--- PASSAGE SHOWN ---
However, Espicom and others expect the market to grow in double digits, thanks to expanding awareness of disease prevention, increases in disposable income, government participation in immunization programs and a robust vaccines market.

Moreover, India has a heavy disease burden. It has been called both the "diabetic capital of the world" and the "cardiovascular capital of the world." There are an estimated 50 million patients with diabetes in India, a number expected to grow to about 70 million by 2025. Roughly 100 million Indians suffer from heart disease; the nation has about 25 percent of the world's tuberculosis cases; and there is a large, lucrative unmet need for cancer therapies.

Beyond the market potential, Western multinationals – particularly those confronting the patent cliff this decade – have been attracted by India's pharmaceutical sweet spots: generics and biosimilars.

--- REQUIRED WORK ---
[a] Decide whether each statement agrees with the passage on India's pharmaceutical market. Answer yes or no for each, and quote the words of the passage that decide it. (i) India has about a quarter of the world's tuberculosis cases. (ii) The number of diabetes patients in India is expected to fall by 2025. (iii) Espicom expects the market to shrink.
[b] Reproduce the part of the passage on India's pharmaceutical market that opens with the words containing "However, Espicom and" and closes with "robust vaccines market.", switching "disposable income" for "household income".
[c] Continue the passage on India's pharmaceutical market from its last sentence.

--- RECORDED DATA ---
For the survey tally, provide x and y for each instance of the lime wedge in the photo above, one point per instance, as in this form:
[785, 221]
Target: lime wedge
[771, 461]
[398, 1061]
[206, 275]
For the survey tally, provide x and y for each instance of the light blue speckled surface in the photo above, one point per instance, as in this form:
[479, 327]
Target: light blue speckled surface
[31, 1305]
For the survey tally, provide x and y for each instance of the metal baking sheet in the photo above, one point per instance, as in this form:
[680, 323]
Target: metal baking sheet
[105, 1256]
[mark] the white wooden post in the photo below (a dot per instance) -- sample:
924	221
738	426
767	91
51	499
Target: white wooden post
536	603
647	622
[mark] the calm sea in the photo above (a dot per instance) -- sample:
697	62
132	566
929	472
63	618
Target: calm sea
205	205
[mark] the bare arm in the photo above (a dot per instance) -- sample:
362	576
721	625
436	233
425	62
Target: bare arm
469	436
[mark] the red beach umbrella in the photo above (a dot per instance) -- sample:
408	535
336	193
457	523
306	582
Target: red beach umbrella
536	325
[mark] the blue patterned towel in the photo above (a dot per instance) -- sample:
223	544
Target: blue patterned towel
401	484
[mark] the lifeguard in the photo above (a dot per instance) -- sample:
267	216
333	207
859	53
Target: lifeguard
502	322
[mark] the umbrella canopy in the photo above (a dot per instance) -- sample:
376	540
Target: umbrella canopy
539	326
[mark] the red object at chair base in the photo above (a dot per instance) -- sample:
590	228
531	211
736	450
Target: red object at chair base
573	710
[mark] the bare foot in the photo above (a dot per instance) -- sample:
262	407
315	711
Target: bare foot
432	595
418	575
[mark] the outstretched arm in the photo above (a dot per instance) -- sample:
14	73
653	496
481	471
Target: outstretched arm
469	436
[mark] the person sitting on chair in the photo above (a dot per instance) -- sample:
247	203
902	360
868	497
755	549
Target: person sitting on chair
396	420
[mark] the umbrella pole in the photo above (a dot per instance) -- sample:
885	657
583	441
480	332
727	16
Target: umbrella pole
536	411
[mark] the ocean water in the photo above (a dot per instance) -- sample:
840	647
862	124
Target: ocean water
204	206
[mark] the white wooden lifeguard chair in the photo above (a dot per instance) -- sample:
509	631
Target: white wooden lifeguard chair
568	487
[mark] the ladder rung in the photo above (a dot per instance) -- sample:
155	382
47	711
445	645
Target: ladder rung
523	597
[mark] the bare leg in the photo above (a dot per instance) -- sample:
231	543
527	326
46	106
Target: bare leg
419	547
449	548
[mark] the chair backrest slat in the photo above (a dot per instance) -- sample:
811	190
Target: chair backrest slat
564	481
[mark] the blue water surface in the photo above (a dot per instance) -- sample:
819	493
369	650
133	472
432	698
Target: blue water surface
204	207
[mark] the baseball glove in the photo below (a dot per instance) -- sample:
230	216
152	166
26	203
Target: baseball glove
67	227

--- YOUR RESPONSES ---
[a]
(i) Yes: "the nation has about 25 percent of the world's tuberculosis cases"
(ii) No: "a number expected to grow to about 70 million by 2025"
(iii) No: "Espicom and others expect the market to grow in double digits"

[b]
However, Espicom and others expect the market to grow in double digits, thanks to expanding awareness of disease prevention, increases in household income, government participation in immunization programs and a robust vaccines market.

[c]
Writing in BioSpectrum, ABLE COO Satya Dash noted that biosimilars would be a key growth area. Moreover, he said, Indian biotech firms are globalizing and strategically partnering with other firms, citing an October 2010 transaction in which Pfizer Inc. picked up rights to biosimilar versions of insulin in a potential $350 million-plus partnership with Indian biotech Biocon Ltd. as a model for potential new partnerships. (See BioWorld Today, Oct. 19, 2010.)

Biocon is ranked the nation's largest pharmaceutical company with overall revenue of about $600 million during its most recent fiscal year.

One of New York-based Pfizer's biggest patent expirations is due this year for top selling cholesterol drug Lipitor (atorvastatin). The marketing and development collaboration allowed Pfizer to join Biocon, which already sold short-acting and long-acting basal insulin products (marketed as Insugen and Basalog, respectively) in several emerging markets, including India.

A bigger impact could be felt as biosimilar insulin products begin hitting the market following patent expirations starting in 2015 for leading insulin products Novolin (human insulin) and Novolog (aspart) from Novo Nordisk A/S, Humulin (human insulin) and Humulog (lispro) from Eli Lilly and Co. and Lantus (glargine) from Sanofi-Aventis SA. The global biosimilar insulin marketplace is estimated at $14 billion annually.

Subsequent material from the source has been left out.